__Work item A__
In the announcement, retype the passage starting at "She has served" and ending at "Council, among others.".
__Work item B__
Put this sentence from the announcement into Spanish: "Her research and clinical interests include stroke, cerebrovascular disease and intracerebral hemorrhage."

Allyson R. Zazulia, MD, is the new associate dean for continuing medical education (CME) at Washington University School of Medicine in St. Louis.
Zazulia, an associate professor of neurology and of radiology, joined the faculty as an instructor in 1998.
In her new role, Zazulia will oversee and administer learning opportunities for practicing physicians and will maintain accreditation of the CME program.
She will work with Barnes-Jewish and St. Louis Children’s hospitals to more closely link CME opportunities with quality improvement and patient-safety efforts to directly impact clinical care with CME. Further, she will develop new approaches to help community physicians meet the new, evolving requirements for maintenance of specialty board certifications and licensure.
“Allyson is a skilled and innovative educator with an ability to see the big picture while paying attention to details, an ideal combination for this role,” said Alison Whelan, MD, senior associate dean for education. “Her leadership will transform CME to a much more patient-centered, flexible way of learning.”
Zazulia replaces Douglas W. Hanto, MD, PhD.
Zazulia has received numerous honors over her career at Washington University, among them several Distinguished Service Teaching Awards, the Coursemaster of the Year Award, the Samuel R. Goldstein Leadership Award in Medical Student Education, and the Sydney S. Pearl, MD, Award for Inspirational Teaching.
Her research and clinical interests include stroke, cerebrovascular disease and intracerebral hemorrhage.
She has served in leadership roles for the American Board of Psychiatry and Neurology, Vascular Neurology Examination Committee, U.S. Medical Licensing Examination Neurology/Neuroscience Test Material Development Committee, National Board of Medical Examiners Clinical Neurology Test Committee, American Academy of Neurology Undergraduate Education Subcommittee, and American Heart Association Membership Committee of the Stroke Council, among others.
A Maryland native, Zazulia earned a bachelor’s degree in psychology from the University of Maryland and her medical degree from Georgetown University School of Medicine. She completed both her residency training in internal medicine and neurology, and her fellowship training in cerebrovascular disease and cerebral blood flow and metabolism at Washington University.

Point-per-instance localization records
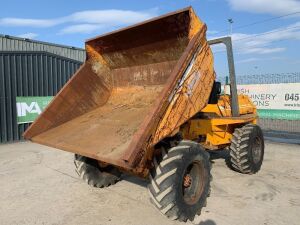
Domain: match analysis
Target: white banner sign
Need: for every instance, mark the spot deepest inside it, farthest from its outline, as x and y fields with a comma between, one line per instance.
x=273, y=96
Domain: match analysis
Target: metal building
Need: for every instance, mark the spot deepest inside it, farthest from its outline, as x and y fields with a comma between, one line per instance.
x=31, y=68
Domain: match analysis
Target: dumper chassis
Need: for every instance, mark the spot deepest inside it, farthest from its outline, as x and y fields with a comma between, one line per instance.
x=146, y=102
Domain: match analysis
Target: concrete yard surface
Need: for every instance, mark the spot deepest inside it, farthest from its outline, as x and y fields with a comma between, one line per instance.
x=40, y=186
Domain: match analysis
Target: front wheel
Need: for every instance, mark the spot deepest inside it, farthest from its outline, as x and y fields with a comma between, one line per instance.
x=247, y=149
x=180, y=181
x=94, y=175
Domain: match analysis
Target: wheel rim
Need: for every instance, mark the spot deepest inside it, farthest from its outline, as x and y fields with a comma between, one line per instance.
x=193, y=182
x=256, y=150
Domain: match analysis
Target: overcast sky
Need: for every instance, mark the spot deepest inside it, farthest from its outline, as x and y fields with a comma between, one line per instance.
x=266, y=40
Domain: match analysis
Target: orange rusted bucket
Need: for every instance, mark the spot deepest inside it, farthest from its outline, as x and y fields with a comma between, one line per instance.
x=137, y=86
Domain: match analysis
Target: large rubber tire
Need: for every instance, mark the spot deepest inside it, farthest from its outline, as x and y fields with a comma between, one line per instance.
x=89, y=170
x=247, y=149
x=166, y=188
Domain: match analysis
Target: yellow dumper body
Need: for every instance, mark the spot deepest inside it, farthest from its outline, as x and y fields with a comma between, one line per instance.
x=138, y=86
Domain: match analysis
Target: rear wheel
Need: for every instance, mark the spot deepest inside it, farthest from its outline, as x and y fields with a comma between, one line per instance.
x=180, y=181
x=94, y=175
x=247, y=149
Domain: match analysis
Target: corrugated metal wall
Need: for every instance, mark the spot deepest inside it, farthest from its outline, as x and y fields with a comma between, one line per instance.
x=28, y=74
x=10, y=43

__Reply A__
She has served in leadership roles for the American Board of Psychiatry and Neurology, Vascular Neurology Examination Committee, U.S. Medical Licensing Examination Neurology/Neuroscience Test Material Development Committee, National Board of Medical Examiners Clinical Neurology Test Committee, American Academy of Neurology Undergraduate Education Subcommittee, and American Heart Association Membership Committee of the Stroke Council, among others.

__Reply B__
Sus intereses clínicos y de investigación incluyen el accidente cerebrovascular, la enfermedad cerebrovascular y la hemorragia intracerebral.